--- Task prompt ---
Which rows below contain the string "branch"? Pick out each one and copy it in full, treating uppercase and lowercase as different.
[Start Data excerpts]
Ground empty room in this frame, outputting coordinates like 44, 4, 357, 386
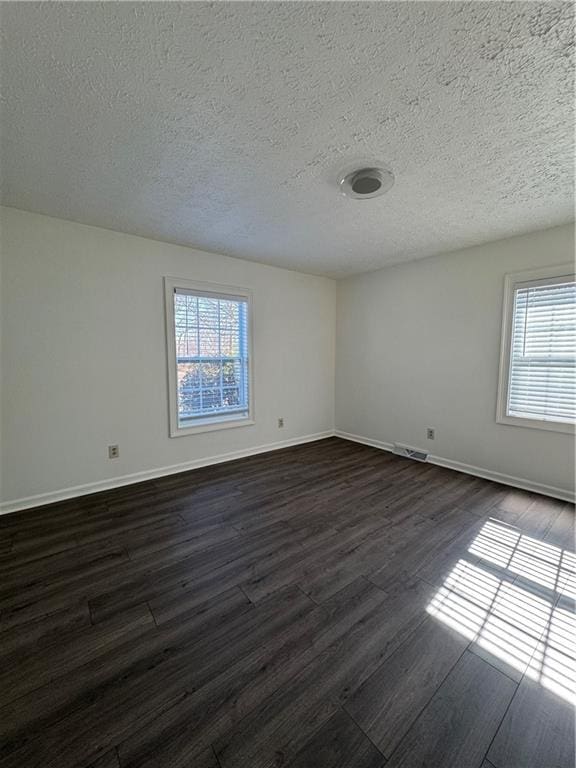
0, 0, 576, 768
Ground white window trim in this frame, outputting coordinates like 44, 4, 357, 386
164, 277, 255, 437
496, 263, 575, 434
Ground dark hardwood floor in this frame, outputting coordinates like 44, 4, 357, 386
0, 438, 576, 768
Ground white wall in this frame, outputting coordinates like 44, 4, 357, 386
0, 208, 335, 507
336, 226, 574, 498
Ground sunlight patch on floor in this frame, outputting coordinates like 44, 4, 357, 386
427, 518, 576, 704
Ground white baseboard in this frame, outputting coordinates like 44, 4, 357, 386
0, 429, 334, 515
0, 429, 574, 515
334, 429, 575, 503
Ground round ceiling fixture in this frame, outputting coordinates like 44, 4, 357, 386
338, 167, 394, 200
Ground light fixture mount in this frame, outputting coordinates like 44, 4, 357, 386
338, 165, 394, 200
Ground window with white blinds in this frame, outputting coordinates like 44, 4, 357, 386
163, 281, 251, 434
499, 269, 576, 431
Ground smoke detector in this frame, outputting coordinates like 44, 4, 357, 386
338, 167, 394, 200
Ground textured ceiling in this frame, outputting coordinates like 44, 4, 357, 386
0, 2, 574, 276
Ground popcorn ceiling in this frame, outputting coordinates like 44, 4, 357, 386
0, 2, 574, 276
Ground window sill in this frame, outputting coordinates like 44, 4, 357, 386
496, 415, 575, 435
170, 416, 255, 437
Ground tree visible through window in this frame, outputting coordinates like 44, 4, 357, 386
174, 289, 249, 426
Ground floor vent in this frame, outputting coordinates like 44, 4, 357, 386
394, 443, 429, 461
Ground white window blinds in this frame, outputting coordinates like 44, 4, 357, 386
174, 288, 250, 426
507, 277, 576, 423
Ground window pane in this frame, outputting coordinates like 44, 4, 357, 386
174, 292, 249, 424
507, 281, 576, 422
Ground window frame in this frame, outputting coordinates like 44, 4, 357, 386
164, 277, 256, 437
496, 263, 575, 435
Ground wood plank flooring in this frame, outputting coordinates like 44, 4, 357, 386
0, 438, 576, 768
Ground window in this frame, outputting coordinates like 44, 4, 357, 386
165, 278, 253, 437
497, 265, 576, 432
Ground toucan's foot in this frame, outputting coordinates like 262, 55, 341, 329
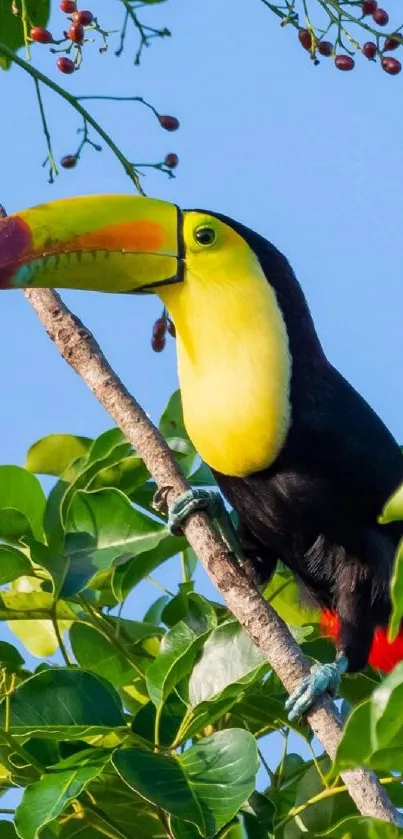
163, 489, 243, 564
285, 655, 348, 722
168, 489, 226, 534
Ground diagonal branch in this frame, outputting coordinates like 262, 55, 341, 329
19, 282, 403, 825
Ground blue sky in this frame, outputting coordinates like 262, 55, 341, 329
0, 0, 403, 816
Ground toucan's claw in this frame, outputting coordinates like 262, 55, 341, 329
285, 655, 348, 722
168, 489, 243, 564
168, 489, 225, 534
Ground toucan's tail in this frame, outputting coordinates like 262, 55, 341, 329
320, 611, 403, 673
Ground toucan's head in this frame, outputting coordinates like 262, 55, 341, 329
0, 195, 262, 293
0, 195, 321, 476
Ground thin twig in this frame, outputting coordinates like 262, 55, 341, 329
34, 78, 59, 184
0, 42, 144, 195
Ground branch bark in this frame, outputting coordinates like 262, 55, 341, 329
24, 289, 403, 826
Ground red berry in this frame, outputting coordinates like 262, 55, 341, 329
56, 55, 76, 73
60, 0, 77, 10
73, 11, 94, 26
318, 41, 333, 56
334, 55, 355, 70
383, 32, 402, 52
164, 151, 179, 169
30, 26, 53, 44
151, 318, 167, 352
298, 29, 312, 50
361, 0, 378, 15
372, 9, 389, 26
362, 41, 378, 59
158, 114, 179, 131
381, 57, 402, 76
167, 320, 176, 338
60, 154, 77, 169
67, 23, 84, 44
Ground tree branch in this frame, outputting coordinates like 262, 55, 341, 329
19, 282, 403, 825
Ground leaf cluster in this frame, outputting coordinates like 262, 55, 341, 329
0, 393, 403, 839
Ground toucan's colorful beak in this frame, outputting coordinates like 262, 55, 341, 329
0, 195, 183, 293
[End Data excerpts]
--- Solution to the problem ---
Ground diagonal branch in this frame, outputting coordinates like 262, 55, 341, 329
Ground branch bark in this frame, outputting coordinates like 262, 55, 341, 329
Ground tree branch in this frame, outputting coordinates like 262, 55, 341, 329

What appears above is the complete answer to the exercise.